** Start of Page **

By Arap Doyo
An African Mum raised you. Right? Today is Mother’s day- a special day to celebrate mothers. In the same spirit, I will outline a few things that surely tell an African Mum raised you.
• First and Foremost- Kids get whipped. That is basic.
The mother runs the house and you had better learn this early. There’s a very high likelihood that your Dad will back her up if you get into trouble. Calling the Police won’t help. If you calll the Police, they may encourage her to flog you more. LOL
• You get whipped if you don’t eat your Ugali. You get whipped too if you eat all the food and leave none for the siblings.
•Older kids are expected to take care of younger kids and if the mum comes back to find an unpalatable situation, the whipping is communally shared by all kids.
• Your mum is basically a demi-god. It doesn’t matter if you learned that the sky is blue. If she says the sky is orange, the sky is in fact, orange. At least, in her presence.
• Your mum will seldom ever admit she is wrong. And if she does, you will be too stunned to even believe it.
•Your grandparents are the only people who can stop mum when the whipping time arrives. (And you will enjoy those moments.)
•It’s always better to take the whipping immediately; running away only increases the degree of your crime.
• Stealing sugar or something delicious left in the kitchen is a sure way to have a a GSU-Raila-IEBC moment. In general, stealing is worse than any other crime you might commit. You will be “returned to factory settings” with the nearest available whip.
•If someone comes to lay a complaint against you, it’s cultural for your mother to sometimes chastise you publicly and then comfort you privately. If however, it’s something major, expect the opposite. She’ll stand her ground and protect you but whip your brains out when you get home.

** End of Page **
** Start of Dataset content **

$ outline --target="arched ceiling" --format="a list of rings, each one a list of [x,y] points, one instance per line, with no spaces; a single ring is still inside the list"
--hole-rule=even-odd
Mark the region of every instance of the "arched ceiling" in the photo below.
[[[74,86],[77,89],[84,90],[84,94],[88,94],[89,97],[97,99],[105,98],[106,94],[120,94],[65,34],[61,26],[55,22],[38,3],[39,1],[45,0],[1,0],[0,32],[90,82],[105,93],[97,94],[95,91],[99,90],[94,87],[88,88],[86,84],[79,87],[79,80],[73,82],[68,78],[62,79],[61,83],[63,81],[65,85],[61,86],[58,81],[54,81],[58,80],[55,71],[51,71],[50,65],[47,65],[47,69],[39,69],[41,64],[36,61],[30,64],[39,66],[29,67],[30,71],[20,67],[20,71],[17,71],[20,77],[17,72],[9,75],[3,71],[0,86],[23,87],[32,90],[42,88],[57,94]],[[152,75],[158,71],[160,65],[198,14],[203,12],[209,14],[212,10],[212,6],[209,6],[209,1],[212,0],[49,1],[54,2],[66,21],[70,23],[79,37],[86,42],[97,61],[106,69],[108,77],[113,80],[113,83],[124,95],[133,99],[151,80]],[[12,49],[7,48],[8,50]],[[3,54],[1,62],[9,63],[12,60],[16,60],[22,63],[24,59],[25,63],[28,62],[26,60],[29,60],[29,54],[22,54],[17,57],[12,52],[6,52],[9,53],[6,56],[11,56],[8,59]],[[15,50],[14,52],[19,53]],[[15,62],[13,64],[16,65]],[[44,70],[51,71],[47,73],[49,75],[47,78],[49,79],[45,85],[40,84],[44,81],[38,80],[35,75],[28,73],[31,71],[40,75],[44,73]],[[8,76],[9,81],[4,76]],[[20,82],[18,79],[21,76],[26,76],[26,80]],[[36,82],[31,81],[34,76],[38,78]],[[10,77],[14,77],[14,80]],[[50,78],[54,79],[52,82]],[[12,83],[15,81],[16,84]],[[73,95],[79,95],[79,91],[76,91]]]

** End of Dataset content **

* [Objective 1]
Answer these questions about the Mother's Day post:
(a) Who is very likely to back up the mother if a child gets into trouble?
(b) Who are the only people who can stop the mother when the whipping time arrives?
(c) What is called worse than any other crime a child might commit?
* [Objective 2]
Extend the Mother's Day post on being raised by an African mum beyond its final paragraph.
None of the data is needed here.

* [Task answer 1]
(a) The child's Dad.
(b) The grandparents.
(c) Stealing.

* [Task answer 2]
•Sign Language: African mothers communicate through sign language.
When offered sweets/food during a courtesy visit, it is wise to look in the direction of your mother and receive the all-clear (friendly smile) or the try-that-and-die stare.
•If she suddenly stops in the hallway and stares at you, make sure you instantly try to remember what chore or errand is left hanging.
•The youngest child will be blamed for everything….until he or she is able to talk.
•The oldest child will be blamed for everything that the younger children do.
• If you cry while being accused of something, it is assumed that you are guilty.
•Your mum will call you from upstairs, downstairs, outside, etc., to hand her something that is literally 10 centimetres away.
• Your mother is most commonly known by your name if you are her first born child. Eg. Mama Brio or Mama Oti, Mama Moha. You and your siblings may never know her given name until you have to fill out a form at the dispensary
• No matter how few the syllables in your name are, your mother and subsequently the whole family calls you by a shortened version of it. Your mum in most cases will have a special she addresses you with.
• Religious attendance and practice is not an option.
•Mum taught you that everyone who is older than you is your “auntie” or “uncle.” Calling them by their first name is basically a crime against humanity.
• Sodas? Either mum is in a REALLY good mood, it is a special occasion or there are visitors coming over.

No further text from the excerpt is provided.